Por: Mauricio Flores *

El infierno es este mundo, decía el abuelo. Estamos aquí porque en otra vida nos portamos mal: es nuestro castigo.

Aunque, lo cierto, es que no la pasó del todo mal, el abuelo.

Procuró durante poco más de noventa años el amor a su familia y la honestidad, el gusto por los buenos comeres y beberes, sin llegar nunca, o casi nunca, al exceso ni al desperdicio.

Se empeñó, eso sí, en buenos augurios para todos y tal vez por lo mismo jamás le llegó ningún tipo de cáncer, flagelo que se ensañó con sus parientes más cercanos. Ni cualquiera de esas otras enfermedades, incluidas las del alma, que “surgen por tener resentimientos”.

> [ACTIVIDADES]
• A. Reproduzca el pasaje del texto sobre el abuelo que va desde "Procuró durante poco" hasta "ni al desperdicio.", esta última parte incluida.
• B. Indique si cada afirmación concuerda con el texto sobre el abuelo y cite las palabras que lo deciden: (i) El abuelo vivió poco más de noventa años. (ii) El abuelo murió de cáncer. (iii) Según el abuelo, el infierno es este mundo.
• C. Enumere todo lo que, según el texto sobre el abuelo, este procuró durante poco más de noventa años.

> [MATERIAL PROPORCIONADO]
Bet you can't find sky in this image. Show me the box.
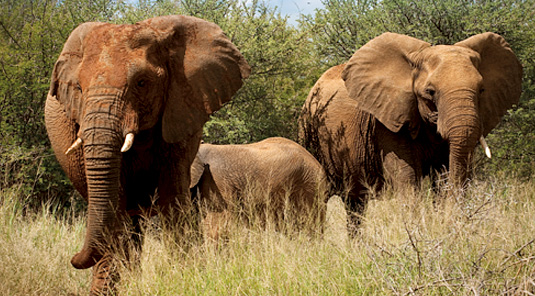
[266,0,323,23]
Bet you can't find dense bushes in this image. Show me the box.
[0,0,535,207]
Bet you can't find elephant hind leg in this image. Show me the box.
[346,190,369,238]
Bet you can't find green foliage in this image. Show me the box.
[302,0,535,178]
[0,0,535,208]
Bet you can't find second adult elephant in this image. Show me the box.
[300,33,522,231]
[191,137,326,239]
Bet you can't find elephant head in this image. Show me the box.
[49,16,250,268]
[342,33,522,184]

> [RESPUESTAS ESPERADAS]
• A.
Procuró durante poco más de noventa años el amor a su familia y la honestidad, el gusto por los buenos comeres y beberes, sin llegar nunca, o casi nunca, al exceso ni al desperdicio.

• B.
(i) Sí: "Procuró durante poco más de noventa años".
(ii) No: "jamás le llegó ningún tipo de cáncer".
(iii) Sí: "El infierno es este mundo, decía el abuelo."

• C.
- el amor a su familia
- la honestidad
- el gusto por los buenos comeres y beberes